# Compiti da svolgere
(1) Rispondi a queste domande sul testo relativo al Monte Nero.
(a) Durante quale eruzione è nato il Monte Nero?
(b) Qual è il diametro approssimativo del Monte Nero alla base?
(c) In quale giorno si aprì la bocca sul versante settentrionale?
(2) Nel testo sul Monte Nero, trasforma in un elenco puntato il paragrafo che inizia con "Ma cosa accadde nel 1646?" e conservane i fatti principali.
(3) Riprendi il testo sul Monte Nero e proseguilo a partire dall'ultima frase riportata.

# Blocco di testo
Per brevità, in questo articolo, con la denominazione “Monte Nero” intenderemo riferirci proprio a quest’ultimo. Nato 375 anni fa, nel corso dell’eruzione del 1646-47, con il suo punto più elevato arriva a quota 2049 ed ha, alla sua base, un diametro di circa 580 metri.

Ma cosa accadde nel 1646? Alcune notizie – non molte, in verità – possiamo trovarle nei testi degli storici etnei: il Canonico Giuseppe Recupero (San Giovanni la Punta, 1720 – Catania, 1778); l’Abate Francesco Ferrara (Trecastagni, 1767 – Catania, 1850) ed il vulcanologo Carlo Gemmellaro (Nicolosi, 1787 – Catania, 1866).

Brano da Storia naturale e generale dell’Etna di Giuseppe Recupero, 1815

Il 20 di novembre, nel versante settentrionale, si aprì una bocca cinque miglia sotto il Cratere, dalla quale fluì una colata di lava che danneggiò le colture delle terre di Castiglione. Il Recupero, nell’opera Storia naturale e generale dell’Etna stampata a Catania nel 1815, riferendo le notizie riportate in una memoria di un tal Pietro Lanza – unica testimonianza coeva all’eruzione del 1646 – così scriveva: «[…] L’incendio, che molestò di gran lunga il territorio di Castiglione, fu quello accaduto l’anno 1646, secondo ricavasi da una memoria originale di un tal di Lanza […]: eccola qui tutta per intiero “Ex nobile Petro Lanza. Die 20  Novembris 1646, vigilia della beatissima Vergine. Sotto questo giorno ad ore 18 [ore “all’italiana”, n.d.A.], scassò (si aprì) la Montagna, e fece un gran danno nel territorio di Castiglione, et il foco sta seguitando” […]».

Dati di annotazione sulla posizione degli oggetti:

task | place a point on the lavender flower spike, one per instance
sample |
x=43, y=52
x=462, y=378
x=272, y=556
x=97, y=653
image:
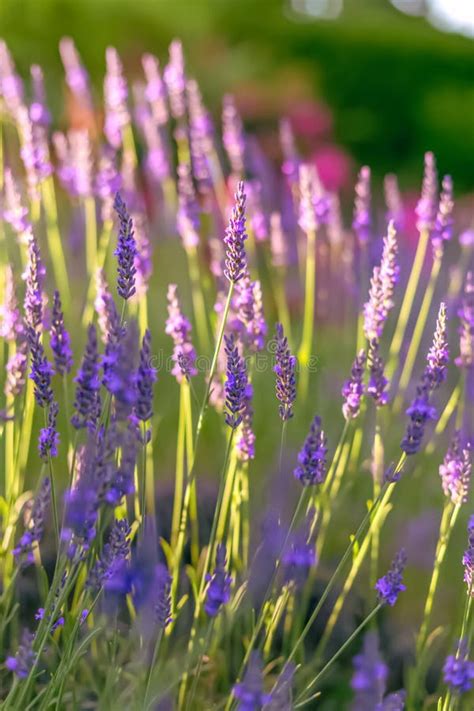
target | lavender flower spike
x=390, y=585
x=126, y=251
x=235, y=236
x=146, y=377
x=362, y=221
x=235, y=384
x=426, y=207
x=41, y=369
x=353, y=389
x=218, y=591
x=49, y=437
x=87, y=402
x=312, y=457
x=455, y=471
x=466, y=329
x=284, y=369
x=59, y=339
x=468, y=558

# Risposte per compito
(1)
(a) Durante l'eruzione del 1646-47.
(b) Circa 580 metri.
(c) Il 20 novembre.

(2)
- Sull'evento del 1646 esistono alcune notizie, non molte, nei testi degli storici etnei.
- Canonico Giuseppe Recupero (San Giovanni la Punta, 1720 – Catania, 1778)
- Abate Francesco Ferrara (Trecastagni, 1767 – Catania, 1850)
- Vulcanologo Carlo Gemmellaro (Nicolosi, 1787 – Catania, 1866)

(3)
Brano da Descrizione dell’Etna con la storia delle eruzioni e il catalogo dei prodotti di Francesco Ferrara, 1818

Successivamente il Ferrara, nel suo libro Descrizione dell’Etna con la storia delle eruzioni e il catalogo dei prodotti (pubblicato a Palermo nel 1818) citando uno scritto di Don Pietro Carrera (Militello in Val di Noto, 1573 – Messina, 1647), riportò così gli avvenimenti di quell’anno e la nascita del Monte Nero: «Una memoria in un esemplare dell’opera di Carrera scritta senza dubbio in quel tempo, e da me letta annunzia una eruzione fattasi il dì 20 novembre del 1646 da una voragine apertasi cinque miglia sotto la cima, tra greco, e tramontana; la lava colando verso Castiglione consumò una grande estensione di alberi di nocciole. Sembra che siasi formata allora la picciola montagna conica di quel luogo detta oggi Monte nero […]”.

Particolare dalla Tav. VI allegata a Storia naturale e generale dell’Etna di Giuseppe Recupero, 1815

L’attività eruttiva cominciata, come già detto, il 20 di Novembre del 1646 terminò 58 giorni dopo, il 17 gennaio dell’anno successivo. L’ampia colata lavica, lunga circa 6,8 chilometri, giunse fino a quota 670 metri s.l.m.

Brano da La vulcanologia dell’Etna di Carlo Gemmellaro , 1858

È Carlo Gemmellaro che aggiunge qualche altro dettaglio: nella sua opera La vulcanologia dell’Etna (pubblicata a Catania nel 1858), oltre a riportare la testimonianza del Recupero, ci fa sapere che l’eruzione cessò «[…] dopo aver cagionato più di due cento mila scudi di guasto nella contrada delli Germaneri, essendosi inoltrata la lava sino alla via che conduce a Linguaglossa […]».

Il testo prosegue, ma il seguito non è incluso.